= Source excerpt =
- - - - - - -
A week after our selections meeting, I think I can finally talk about it. I am going to warn you right now, this post is going to sound melodramatic and whiny. So as a disclaimer, I am VERY thankful we are able to build a nice house. I know this a luxury in itself and so I shouldn't complain. Please understand that this is just a sounding board for me to vent, but I am still extremely thankful.
Okay.
There are three types of people in this world: the type who can visualize exactly what they want, the type that can't, and the type that doesn't care. I am the first type. Nick is the third type.
I get an idea in my head of what I want, and I stop at nothing to find it. (Who knows if it even actually exists?) This is what made it so hard for me to find a prom dress/wedding dress, etc... But this affliction really rears its ugly head when it comes to home decor.
Now, this is NOT a bad thing. It may be annoying to those around me, and it may totally stress me out, but the end product usually turns out better because I have a clear vision.
- - - - - - -
= Entries shown =
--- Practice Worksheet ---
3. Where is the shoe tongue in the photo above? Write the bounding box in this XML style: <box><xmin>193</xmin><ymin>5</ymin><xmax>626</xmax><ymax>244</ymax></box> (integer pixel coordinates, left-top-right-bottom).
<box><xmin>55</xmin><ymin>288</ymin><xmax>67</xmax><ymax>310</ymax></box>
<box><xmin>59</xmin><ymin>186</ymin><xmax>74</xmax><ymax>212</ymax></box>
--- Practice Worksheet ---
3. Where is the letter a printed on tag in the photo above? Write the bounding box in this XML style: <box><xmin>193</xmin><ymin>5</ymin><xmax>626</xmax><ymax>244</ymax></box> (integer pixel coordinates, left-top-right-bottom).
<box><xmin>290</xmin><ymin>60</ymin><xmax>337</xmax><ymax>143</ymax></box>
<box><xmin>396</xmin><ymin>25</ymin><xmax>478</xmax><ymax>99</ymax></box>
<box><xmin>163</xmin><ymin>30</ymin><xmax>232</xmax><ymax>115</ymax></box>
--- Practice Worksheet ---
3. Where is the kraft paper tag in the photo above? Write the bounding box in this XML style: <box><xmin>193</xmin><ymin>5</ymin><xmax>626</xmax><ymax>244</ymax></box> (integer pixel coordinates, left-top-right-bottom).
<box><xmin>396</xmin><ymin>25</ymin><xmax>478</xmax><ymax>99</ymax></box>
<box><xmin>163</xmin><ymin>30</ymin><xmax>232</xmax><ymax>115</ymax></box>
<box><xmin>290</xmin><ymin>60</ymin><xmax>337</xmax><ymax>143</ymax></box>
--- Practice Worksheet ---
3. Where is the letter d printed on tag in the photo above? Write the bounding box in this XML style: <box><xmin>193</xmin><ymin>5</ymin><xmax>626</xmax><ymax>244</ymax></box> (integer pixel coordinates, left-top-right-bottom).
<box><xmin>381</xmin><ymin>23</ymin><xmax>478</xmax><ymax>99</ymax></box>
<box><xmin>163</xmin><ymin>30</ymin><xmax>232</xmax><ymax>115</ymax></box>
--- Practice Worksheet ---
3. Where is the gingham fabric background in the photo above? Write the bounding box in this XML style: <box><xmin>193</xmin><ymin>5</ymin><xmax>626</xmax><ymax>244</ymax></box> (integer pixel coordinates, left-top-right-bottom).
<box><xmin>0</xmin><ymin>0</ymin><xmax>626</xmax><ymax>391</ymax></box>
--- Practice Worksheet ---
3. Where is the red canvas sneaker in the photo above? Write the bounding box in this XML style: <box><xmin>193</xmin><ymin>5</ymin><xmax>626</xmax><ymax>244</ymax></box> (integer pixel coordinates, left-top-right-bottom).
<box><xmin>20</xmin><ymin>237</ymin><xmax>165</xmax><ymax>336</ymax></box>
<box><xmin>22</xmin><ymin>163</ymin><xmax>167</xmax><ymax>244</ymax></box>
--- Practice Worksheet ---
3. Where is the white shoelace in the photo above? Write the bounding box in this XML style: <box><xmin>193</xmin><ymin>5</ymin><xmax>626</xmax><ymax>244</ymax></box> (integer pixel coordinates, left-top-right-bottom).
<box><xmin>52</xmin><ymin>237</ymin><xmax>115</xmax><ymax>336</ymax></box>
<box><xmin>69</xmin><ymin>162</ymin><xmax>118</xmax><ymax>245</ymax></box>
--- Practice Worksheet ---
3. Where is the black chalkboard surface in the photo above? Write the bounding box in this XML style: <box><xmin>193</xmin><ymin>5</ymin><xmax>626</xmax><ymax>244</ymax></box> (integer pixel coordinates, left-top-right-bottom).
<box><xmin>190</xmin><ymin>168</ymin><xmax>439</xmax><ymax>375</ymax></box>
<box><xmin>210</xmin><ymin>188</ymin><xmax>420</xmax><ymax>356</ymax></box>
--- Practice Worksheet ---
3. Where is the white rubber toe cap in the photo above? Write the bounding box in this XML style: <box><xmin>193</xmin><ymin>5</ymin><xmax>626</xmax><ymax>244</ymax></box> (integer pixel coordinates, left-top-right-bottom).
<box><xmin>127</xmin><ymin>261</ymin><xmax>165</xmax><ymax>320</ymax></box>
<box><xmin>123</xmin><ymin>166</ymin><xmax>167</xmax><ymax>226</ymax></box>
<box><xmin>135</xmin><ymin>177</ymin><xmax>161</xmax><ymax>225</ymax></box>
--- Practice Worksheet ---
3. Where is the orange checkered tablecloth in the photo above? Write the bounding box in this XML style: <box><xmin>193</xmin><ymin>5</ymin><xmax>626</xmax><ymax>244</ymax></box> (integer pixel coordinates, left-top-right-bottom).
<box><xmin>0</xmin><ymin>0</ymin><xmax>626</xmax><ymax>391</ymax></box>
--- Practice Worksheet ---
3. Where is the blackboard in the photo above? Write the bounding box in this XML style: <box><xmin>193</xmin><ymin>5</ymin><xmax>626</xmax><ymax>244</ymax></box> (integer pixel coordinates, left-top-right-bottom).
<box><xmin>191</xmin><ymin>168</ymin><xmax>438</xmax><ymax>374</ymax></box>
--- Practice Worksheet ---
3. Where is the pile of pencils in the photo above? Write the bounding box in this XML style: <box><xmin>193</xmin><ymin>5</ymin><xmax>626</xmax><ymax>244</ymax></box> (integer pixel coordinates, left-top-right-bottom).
- - - - - - -
= Direction =
Carry on the blog post about the home selections meeting, starting right after its final sentence.

= Response below =
I have a VERY clear vision of how I want my house to look. I have spent nearly all of my free time looking at home design blogs. I have a folder on my computer dedicated to every room of the house, and have been saving "inspiration" pictures for months. I had about 20 different shades of white paint cards taped to my wall. I even figured out a set of words that would describe the design "vibe" for the house: light and airy, contemporary beach cottage...just in case you were wondering. Something like this:
I had a sneaking suspicion that the selections meeting would not be what I always dreamed of. I had been looking forward to this "selections meeting" for so long, and obviously had built it up in my mind. I thought I would go in and be faced with infinite choices, one of which would be the perfect tile/wood/ceramic I had in mind. Okay, I wasn't quite that naive, but I did think I would be able to SELECT the best choice from a handful of options.
Of course, this set me up for disappointment.
I will admit, I came in with too high expectations: my taste is decidedly more modern than any of the options they can provide because modern = expensive. But I also think our builders fell down on the job in this area. We are buying a mid-level house in a nice neighborhood. This is definitely not a cheap house. For the amount of money we are spending, I expected a little more in terms of customization. Not one option for flooring and three options for countertops.
That leads us to disappointment #1: when I realized I didn't get to choose the color/thickness/texture of the wood flooring. I had ONE option.
Let me explain: I grew up in an old 1940s house with real hardwood floors. So I can tell by the sound, look and feel if the floor is fake wood. We wanted hardwood floors in every room but the bedrooms and bathrooms. I asked them to price the hardwood, they never did. They kept telling me it is too expensive and pushed laminate wood flooring on me. They said no one ever does hardwood now because it is too expensive. Okay, but I would still like to know the price.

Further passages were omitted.